▶ _Aim_
Rewrite the data from the line that has "Agricultural drone survey: scan the aerial photo for ear." through the line that has "399, 230, 441, 331", putting "Several" in place of "Multiple" and changing nothing else.

▶ _Stored data_
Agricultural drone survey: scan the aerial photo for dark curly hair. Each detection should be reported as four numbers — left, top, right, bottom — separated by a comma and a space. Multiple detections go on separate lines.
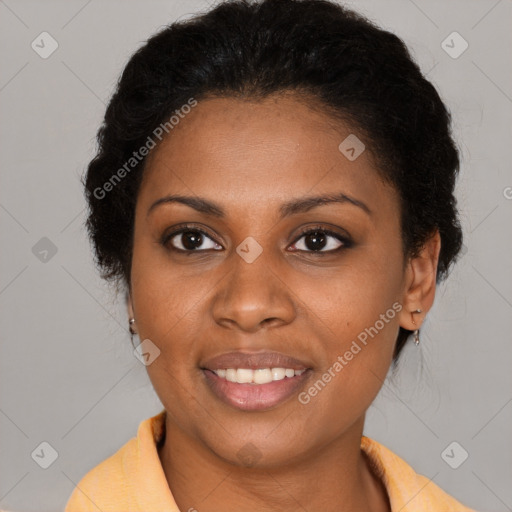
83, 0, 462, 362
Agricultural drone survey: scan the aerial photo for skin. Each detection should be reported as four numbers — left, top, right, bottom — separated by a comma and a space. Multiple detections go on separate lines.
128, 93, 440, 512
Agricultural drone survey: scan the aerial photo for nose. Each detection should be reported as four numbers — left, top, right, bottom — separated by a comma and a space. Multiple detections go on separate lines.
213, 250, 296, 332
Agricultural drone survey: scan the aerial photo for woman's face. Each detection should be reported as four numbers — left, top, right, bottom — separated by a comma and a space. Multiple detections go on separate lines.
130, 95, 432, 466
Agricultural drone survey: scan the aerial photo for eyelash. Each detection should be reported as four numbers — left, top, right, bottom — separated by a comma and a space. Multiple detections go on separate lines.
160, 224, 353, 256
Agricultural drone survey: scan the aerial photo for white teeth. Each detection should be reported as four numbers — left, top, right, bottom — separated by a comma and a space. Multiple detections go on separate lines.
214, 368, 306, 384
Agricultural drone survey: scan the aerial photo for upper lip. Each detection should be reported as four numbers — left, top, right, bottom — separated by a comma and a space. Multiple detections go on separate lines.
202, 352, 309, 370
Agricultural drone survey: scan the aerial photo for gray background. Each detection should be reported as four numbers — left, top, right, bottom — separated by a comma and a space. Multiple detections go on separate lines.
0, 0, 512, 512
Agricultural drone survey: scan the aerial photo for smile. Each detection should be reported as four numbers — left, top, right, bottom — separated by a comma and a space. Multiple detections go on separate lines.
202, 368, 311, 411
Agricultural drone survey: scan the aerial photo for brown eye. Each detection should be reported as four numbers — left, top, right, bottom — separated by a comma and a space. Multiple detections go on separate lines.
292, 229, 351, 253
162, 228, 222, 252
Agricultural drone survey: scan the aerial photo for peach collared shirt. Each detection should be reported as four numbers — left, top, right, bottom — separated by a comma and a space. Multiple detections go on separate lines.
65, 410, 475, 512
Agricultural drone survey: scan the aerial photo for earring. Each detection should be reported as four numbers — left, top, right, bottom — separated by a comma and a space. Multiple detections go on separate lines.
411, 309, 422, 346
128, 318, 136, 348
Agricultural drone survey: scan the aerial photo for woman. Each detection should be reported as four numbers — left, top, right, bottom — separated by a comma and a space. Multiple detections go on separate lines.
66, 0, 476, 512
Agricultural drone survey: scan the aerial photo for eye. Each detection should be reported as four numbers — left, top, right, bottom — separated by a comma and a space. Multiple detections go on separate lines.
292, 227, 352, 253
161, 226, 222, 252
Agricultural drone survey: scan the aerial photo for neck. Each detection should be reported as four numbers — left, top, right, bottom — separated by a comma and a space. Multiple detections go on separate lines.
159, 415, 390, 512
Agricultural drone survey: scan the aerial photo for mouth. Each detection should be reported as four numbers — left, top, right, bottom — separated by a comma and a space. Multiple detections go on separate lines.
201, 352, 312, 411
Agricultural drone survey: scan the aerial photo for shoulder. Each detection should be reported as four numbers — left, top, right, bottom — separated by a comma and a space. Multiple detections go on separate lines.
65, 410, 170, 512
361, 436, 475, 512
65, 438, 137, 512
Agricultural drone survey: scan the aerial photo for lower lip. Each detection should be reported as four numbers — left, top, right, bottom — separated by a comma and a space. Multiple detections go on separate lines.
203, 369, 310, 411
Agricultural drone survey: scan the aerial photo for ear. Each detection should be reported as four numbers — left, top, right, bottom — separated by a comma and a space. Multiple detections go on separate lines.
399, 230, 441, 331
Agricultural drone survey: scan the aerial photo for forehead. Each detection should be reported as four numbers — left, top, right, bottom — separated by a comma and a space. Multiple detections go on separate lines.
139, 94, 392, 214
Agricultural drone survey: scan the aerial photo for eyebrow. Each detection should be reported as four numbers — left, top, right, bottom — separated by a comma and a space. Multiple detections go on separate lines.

▶ _Reply_
Agricultural drone survey: scan the aerial photo for ear. Each detection should be reported as four numbers — left, top, right, bottom — separated by a comma and a space. Several detections go on separate lines.
399, 230, 441, 331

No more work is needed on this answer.